• PROVIDED RECORDS:
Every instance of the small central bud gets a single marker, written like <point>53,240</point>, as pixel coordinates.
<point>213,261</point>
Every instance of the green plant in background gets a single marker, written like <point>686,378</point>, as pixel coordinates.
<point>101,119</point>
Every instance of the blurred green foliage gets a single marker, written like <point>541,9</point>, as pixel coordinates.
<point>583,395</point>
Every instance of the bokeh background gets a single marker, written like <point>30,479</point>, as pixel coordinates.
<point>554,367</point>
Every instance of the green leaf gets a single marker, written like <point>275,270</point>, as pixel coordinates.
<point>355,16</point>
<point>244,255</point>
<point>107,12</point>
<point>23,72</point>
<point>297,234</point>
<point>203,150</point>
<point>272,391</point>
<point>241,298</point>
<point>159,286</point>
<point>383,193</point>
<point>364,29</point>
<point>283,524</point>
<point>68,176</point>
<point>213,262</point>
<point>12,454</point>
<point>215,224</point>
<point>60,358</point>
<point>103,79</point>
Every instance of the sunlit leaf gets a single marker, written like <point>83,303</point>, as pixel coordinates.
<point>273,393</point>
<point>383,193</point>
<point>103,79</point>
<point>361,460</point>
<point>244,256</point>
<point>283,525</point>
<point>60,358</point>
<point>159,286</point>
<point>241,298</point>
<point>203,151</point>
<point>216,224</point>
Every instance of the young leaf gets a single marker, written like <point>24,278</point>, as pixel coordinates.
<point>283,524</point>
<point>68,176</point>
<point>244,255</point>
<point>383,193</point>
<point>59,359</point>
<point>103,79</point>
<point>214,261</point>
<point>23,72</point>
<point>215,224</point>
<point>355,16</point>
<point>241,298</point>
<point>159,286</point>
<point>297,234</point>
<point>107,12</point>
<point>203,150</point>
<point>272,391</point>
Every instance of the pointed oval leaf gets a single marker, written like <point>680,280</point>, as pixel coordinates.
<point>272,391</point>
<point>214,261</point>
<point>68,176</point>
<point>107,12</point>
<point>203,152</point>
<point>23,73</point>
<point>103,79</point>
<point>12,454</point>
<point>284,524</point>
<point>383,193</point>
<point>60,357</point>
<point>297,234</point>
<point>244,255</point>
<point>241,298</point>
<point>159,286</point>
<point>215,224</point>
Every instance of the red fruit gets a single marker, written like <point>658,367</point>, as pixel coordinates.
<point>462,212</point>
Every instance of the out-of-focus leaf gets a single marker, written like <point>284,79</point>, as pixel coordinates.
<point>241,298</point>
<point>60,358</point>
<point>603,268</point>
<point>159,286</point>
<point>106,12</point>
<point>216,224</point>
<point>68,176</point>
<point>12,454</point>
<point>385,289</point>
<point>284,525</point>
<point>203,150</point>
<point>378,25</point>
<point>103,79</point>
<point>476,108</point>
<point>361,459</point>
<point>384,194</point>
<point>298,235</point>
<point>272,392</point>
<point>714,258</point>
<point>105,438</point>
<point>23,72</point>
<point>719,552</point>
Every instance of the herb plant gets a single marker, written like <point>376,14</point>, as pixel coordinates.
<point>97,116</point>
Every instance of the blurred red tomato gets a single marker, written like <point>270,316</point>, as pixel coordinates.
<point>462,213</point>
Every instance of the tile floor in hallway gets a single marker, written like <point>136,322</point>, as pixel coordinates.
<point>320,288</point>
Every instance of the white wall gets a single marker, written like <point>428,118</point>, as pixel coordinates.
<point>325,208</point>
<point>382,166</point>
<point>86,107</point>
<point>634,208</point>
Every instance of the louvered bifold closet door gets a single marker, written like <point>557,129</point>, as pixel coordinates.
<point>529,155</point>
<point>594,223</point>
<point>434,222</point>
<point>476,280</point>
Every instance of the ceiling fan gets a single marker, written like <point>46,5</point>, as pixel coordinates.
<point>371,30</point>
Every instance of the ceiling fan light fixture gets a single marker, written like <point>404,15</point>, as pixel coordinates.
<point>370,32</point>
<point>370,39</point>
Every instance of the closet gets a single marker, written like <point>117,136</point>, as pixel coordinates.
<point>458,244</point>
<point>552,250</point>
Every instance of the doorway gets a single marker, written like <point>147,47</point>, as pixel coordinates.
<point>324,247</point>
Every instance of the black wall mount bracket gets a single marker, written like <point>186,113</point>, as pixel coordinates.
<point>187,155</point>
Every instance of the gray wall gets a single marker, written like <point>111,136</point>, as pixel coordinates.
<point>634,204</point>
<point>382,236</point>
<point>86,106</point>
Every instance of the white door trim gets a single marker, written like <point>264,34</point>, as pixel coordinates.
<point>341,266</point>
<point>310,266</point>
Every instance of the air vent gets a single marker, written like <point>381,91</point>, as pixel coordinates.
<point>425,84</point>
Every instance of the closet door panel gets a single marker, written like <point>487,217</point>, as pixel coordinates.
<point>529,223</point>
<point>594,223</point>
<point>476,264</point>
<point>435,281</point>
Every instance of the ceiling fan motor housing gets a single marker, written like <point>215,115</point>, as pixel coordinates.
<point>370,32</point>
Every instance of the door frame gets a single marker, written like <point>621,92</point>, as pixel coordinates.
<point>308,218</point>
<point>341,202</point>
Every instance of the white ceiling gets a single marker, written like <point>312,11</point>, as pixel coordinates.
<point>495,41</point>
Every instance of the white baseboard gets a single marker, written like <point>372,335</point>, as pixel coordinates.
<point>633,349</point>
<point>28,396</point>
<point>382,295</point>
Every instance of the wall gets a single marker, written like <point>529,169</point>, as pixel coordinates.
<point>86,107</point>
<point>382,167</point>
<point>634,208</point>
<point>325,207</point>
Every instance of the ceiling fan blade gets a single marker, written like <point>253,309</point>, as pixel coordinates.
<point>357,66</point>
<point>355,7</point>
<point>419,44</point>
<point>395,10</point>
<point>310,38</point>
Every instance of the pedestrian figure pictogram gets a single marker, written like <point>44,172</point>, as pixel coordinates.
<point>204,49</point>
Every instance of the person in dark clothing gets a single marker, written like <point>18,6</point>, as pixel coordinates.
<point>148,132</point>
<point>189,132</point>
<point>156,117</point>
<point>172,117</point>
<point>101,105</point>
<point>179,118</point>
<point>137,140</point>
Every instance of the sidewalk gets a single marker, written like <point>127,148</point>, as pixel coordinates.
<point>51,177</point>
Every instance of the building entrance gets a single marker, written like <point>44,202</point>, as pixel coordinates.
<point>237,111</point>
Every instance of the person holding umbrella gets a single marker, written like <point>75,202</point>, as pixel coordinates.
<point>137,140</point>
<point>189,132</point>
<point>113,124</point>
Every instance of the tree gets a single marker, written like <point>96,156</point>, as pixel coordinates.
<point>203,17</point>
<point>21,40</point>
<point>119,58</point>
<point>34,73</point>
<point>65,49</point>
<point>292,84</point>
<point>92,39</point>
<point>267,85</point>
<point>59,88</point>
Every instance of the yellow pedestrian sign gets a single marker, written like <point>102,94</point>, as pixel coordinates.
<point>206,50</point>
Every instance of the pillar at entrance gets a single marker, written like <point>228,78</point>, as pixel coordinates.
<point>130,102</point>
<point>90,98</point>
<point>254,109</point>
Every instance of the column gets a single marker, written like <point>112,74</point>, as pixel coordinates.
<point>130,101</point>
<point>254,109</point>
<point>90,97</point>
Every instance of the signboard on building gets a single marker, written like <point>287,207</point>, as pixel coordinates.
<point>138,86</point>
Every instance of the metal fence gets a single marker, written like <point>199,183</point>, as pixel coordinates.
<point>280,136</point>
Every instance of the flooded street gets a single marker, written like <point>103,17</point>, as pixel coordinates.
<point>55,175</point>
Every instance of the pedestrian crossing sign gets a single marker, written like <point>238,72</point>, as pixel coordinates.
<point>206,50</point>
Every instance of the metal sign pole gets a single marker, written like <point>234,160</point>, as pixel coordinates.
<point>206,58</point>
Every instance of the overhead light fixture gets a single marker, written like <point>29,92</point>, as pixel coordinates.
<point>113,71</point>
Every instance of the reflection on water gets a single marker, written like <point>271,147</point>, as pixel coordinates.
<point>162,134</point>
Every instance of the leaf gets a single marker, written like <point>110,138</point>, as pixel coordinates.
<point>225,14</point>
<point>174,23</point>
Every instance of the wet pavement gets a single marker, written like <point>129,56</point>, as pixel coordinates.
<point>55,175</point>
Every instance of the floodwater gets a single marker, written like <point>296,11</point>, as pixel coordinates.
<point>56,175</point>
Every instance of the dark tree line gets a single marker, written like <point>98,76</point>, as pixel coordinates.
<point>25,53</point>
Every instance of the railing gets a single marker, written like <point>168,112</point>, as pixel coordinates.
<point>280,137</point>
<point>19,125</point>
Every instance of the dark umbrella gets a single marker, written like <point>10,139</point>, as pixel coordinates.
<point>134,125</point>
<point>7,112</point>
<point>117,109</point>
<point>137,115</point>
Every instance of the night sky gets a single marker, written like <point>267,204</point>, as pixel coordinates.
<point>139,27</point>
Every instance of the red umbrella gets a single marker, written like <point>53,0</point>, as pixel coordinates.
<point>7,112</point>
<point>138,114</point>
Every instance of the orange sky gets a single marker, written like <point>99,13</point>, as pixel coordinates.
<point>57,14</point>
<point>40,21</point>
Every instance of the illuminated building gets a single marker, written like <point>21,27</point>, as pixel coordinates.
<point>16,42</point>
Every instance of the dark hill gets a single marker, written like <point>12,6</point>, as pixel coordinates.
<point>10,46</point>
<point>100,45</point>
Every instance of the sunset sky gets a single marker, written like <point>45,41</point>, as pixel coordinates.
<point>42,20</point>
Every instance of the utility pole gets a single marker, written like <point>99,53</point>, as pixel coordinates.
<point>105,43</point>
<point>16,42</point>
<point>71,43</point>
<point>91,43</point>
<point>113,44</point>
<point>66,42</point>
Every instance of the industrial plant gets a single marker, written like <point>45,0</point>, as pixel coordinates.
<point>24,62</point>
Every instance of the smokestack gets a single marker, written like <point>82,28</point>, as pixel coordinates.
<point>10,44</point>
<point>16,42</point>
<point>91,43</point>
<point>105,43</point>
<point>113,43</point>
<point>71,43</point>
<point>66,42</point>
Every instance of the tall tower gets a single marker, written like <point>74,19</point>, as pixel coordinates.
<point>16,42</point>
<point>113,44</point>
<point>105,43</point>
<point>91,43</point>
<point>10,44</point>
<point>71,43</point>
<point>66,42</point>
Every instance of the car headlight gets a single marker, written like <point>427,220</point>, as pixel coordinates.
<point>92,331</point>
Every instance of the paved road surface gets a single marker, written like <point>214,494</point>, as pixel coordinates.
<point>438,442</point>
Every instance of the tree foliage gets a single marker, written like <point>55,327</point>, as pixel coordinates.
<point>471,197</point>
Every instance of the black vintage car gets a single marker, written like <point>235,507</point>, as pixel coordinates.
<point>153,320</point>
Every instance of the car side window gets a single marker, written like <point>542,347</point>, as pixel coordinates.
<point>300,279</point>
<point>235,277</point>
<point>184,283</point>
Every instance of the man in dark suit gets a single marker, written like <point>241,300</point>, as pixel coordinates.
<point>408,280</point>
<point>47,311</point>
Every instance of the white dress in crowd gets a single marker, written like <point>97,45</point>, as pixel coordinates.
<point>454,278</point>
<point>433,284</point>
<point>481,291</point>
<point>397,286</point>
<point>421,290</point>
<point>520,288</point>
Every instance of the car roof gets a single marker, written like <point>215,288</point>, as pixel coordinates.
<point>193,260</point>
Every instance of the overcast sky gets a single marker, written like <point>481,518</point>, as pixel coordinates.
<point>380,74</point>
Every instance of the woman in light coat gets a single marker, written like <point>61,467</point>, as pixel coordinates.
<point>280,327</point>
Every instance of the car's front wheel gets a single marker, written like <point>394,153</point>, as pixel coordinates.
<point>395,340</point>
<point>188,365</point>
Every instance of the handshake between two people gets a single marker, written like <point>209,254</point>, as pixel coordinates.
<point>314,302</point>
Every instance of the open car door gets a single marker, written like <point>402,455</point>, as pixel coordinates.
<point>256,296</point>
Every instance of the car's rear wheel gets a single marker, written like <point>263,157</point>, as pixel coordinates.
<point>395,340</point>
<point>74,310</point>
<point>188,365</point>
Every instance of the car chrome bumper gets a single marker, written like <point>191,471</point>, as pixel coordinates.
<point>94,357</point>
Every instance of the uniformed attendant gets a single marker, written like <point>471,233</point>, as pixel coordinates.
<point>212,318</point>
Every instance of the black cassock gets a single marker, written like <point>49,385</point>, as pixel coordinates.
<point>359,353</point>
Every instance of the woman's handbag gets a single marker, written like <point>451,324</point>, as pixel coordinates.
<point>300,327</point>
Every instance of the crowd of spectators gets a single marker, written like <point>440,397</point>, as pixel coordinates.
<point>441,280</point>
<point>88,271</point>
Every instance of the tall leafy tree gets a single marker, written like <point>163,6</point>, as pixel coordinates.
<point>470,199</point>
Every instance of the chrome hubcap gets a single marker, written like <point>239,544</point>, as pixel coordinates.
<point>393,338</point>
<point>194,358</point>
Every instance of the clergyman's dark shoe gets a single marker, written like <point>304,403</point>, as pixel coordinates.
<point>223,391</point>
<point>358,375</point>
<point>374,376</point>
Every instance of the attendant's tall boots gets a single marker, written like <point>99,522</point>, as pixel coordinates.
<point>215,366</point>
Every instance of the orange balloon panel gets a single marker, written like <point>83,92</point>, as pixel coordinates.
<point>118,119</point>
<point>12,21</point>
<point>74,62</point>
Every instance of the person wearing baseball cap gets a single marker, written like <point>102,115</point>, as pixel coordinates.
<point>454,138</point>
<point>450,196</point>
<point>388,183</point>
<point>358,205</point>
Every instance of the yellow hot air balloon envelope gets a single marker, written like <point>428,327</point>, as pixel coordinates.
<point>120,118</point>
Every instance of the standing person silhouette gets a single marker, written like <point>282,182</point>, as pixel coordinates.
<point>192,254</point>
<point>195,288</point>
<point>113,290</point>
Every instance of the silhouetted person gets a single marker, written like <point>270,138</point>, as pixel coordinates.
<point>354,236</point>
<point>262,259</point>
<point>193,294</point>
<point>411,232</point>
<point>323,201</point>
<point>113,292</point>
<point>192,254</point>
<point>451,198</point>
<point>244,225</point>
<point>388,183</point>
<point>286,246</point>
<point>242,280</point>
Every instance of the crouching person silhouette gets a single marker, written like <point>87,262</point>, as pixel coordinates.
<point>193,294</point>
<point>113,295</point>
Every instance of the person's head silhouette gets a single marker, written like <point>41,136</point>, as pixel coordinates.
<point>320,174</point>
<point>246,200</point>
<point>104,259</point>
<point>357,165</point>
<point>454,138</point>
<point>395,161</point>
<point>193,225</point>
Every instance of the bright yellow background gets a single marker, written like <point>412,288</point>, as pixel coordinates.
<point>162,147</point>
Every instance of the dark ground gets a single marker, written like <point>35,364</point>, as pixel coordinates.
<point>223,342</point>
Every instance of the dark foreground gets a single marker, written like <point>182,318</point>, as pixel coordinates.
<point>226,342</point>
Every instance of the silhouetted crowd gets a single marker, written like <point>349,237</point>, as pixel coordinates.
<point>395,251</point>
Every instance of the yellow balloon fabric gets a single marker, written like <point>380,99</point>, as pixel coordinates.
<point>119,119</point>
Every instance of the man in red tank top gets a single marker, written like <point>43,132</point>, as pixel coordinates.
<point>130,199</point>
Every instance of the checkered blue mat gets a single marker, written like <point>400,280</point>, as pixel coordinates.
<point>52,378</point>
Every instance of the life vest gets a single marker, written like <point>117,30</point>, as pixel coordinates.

• WHAT YOU ARE ASKED TO DO: Copy out, word for word, the stretch of the entries above from the line containing "Every instance of the yellow balloon" through the last line of the entries.

• CORRECT OUTPUT:
Every instance of the yellow balloon fabric gets a single marker, written like <point>380,99</point>, as pixel coordinates.
<point>119,119</point>
Every instance of the man in red tank top gets a single marker, written like <point>43,132</point>, as pixel coordinates.
<point>130,199</point>
Every instance of the checkered blue mat gets a single marker, written like <point>400,280</point>, as pixel coordinates.
<point>52,378</point>
Every instance of the life vest gets a single marker, written like <point>117,30</point>, as pixel coordinates.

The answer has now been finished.